SELECTED EXCERPT:
§

It might be the hottest sector in China, but there can be a distinct draft of cold air for the founders of biotech startups when they are looking for investors to back their business.
Some of these chills come from the underwhelming performance of Chinese biotech and pharmaceutical companies that have listed domestically. Of the 303 public companies in the sector, 67% of them saw their share prices shrink in the first half of the year, according to capital markets research firm SWS Research.
In terms of profit, 37% of them suffered a net loss in the first half of 2019 too which has had a knock-on effect on their willingness to spend on R&D.
That has affected people’s attitude in the private market. “Some professional investors are not willing to pay for innovation,” Feng Tian, chief executive of biopharmaceutical company Ambrx, told FinanceAsia at China Renaissance’s healthcare and life sciences leadership summit.

§

SUPPLIED MATERIAL:
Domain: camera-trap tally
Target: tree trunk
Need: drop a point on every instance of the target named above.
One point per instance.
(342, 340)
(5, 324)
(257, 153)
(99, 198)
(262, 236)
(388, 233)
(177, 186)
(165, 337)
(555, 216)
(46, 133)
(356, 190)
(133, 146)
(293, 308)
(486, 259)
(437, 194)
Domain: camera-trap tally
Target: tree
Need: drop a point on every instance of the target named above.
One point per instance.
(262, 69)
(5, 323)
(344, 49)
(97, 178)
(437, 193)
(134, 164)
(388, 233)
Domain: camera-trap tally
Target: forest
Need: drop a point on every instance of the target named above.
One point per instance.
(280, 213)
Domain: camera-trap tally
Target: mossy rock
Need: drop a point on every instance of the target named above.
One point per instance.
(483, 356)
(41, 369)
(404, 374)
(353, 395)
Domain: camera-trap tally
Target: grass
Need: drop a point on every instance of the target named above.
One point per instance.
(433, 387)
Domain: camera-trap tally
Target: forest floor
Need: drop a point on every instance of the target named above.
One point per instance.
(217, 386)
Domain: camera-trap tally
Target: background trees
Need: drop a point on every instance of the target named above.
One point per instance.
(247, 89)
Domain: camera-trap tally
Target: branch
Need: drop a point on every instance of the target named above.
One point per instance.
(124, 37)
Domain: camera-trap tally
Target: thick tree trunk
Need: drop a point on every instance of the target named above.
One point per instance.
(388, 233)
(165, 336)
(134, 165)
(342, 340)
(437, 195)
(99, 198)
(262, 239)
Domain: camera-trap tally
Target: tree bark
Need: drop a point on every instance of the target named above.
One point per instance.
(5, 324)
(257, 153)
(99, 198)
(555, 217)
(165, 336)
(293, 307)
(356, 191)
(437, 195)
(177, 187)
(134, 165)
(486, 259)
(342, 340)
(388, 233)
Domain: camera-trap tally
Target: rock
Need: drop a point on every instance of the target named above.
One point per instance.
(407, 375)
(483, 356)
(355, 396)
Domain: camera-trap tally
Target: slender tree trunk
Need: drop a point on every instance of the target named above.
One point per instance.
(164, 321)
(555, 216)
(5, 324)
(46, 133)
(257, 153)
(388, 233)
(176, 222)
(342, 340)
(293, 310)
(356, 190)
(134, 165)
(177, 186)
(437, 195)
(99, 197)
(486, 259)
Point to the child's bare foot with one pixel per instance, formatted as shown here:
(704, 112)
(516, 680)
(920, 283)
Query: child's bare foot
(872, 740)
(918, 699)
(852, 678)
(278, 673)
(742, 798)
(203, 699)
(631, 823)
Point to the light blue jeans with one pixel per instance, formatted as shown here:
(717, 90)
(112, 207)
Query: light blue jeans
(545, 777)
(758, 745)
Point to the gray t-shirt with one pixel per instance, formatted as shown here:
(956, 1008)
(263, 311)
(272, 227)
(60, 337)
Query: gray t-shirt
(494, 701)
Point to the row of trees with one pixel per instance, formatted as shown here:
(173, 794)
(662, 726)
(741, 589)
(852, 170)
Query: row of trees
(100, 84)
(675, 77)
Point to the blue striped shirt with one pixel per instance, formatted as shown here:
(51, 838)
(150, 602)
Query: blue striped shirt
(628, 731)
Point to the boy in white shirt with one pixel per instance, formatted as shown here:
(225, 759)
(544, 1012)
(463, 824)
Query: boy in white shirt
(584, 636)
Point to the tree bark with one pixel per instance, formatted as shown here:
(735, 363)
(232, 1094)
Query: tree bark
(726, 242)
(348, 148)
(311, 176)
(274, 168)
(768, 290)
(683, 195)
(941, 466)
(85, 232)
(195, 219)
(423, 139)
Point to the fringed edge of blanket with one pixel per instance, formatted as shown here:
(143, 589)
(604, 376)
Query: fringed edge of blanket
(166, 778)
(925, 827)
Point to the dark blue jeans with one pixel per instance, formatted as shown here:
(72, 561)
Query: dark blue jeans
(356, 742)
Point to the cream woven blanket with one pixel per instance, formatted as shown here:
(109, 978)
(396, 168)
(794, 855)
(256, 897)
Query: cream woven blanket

§

WORK INSTRUCTIONS:
1. Transcribe the article on Chinese biotech funding from "Some of these" to "firm SWS Research.".
2. In the article on Chinese biotech funding, what percentage of the sector's public companies suffered a net loss in the first half of 2019?
3. Resume the article on Chinese biotech funding from where it stops.
The records are separate material and not part of the article on Chinese biotech funding.

SOLVED TASKS:
1.
Some of these chills come from the underwhelming performance of Chinese biotech and pharmaceutical companies that have listed domestically. Of the 303 public companies in the sector, 67% of them saw their share prices shrink in the first half of the year, according to capital markets research firm SWS Research.

2. 37%

3.
Tian’s company provides genetic-coded protein therapeutics, which optimise the effects of proteins and antibodies and can be used in the treatment of many diseases. Although Ambrx itself has been backed by a group of funds including Fosun Pharma, Hopu Investment and Everbright, Tian still feels that it is not easy for biotech startups to win the trust of professional investors.
A capital push
It is easier for biotech companies in the US to get continuous funding while their counterparts in China can only raise money once or twice at the early stage, according to data shown on Vcbeat.
About 14% of US biotech startups are able enter Series C fundraising, while in China only 9% of them can. Most Chinese biotech startups are under pressure to “make some progress” within 2.5 years after fundraising, according to Vcbeat's survey.
Some Chinese biotech companies mention pressure from investors as they have an investment cycle and a need to make money. Because private equity firms have their own investment agenda, some biotech startups have turned to bigger pharmaceutical companies. But when listed companies are not making a profit, it is hard for Chinese pharmaceutical companies to take a leap of faith and bet on small startups.
At the healthcare and life science summit, entrepreneurs said that they were eager to raise money. IPOs and fundraising were the most frequently heard words from the PhDs at biotech startups.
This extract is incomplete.